* **Document excerpt**:
My 9.0 box was built with qt4, not qt33.  I have tried *make deinstall* in devel/qt4 and then proceeding with *portmaster -ad* but the build still fails with kactivities.

I have qt4 and py27-qt4 installed.  Should I also be removing the py27-qt4 ports?  Do you know what the meta port is for py27-qt4 or a good way to completely remove it in a safe way so it can later be reinstalled?


----------



## jailed (Jun 6, 2012)

avilla@ said:
			
		

> Please, deinstall x11-toolkits/qt33 and restart the upgrade. When it's completed, you can reinstall it if you want.



I already did that. However, it gives exactly the same error. Nothing changed.


----------



## avilla@ (Jun 6, 2012)

Nonetheless, guys, that file is installed by x11-toolkits/qt33. Please, paste the output of `$ pkg_info -W /usr/local/include/qptrlist.h`, both of you.

* **Exercise description**: Output the forum thread verbatim from "## jailed (Jun" to "if you want.".

* **Source data**:
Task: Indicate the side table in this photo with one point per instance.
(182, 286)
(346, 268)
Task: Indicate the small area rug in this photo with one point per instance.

* **Written answer**:
## jailed (Jun 6, 2012)

avilla@ said:
			
		

> Please, deinstall x11-toolkits/qt33 and restart the upgrade. When it's completed, you can reinstall it if you want.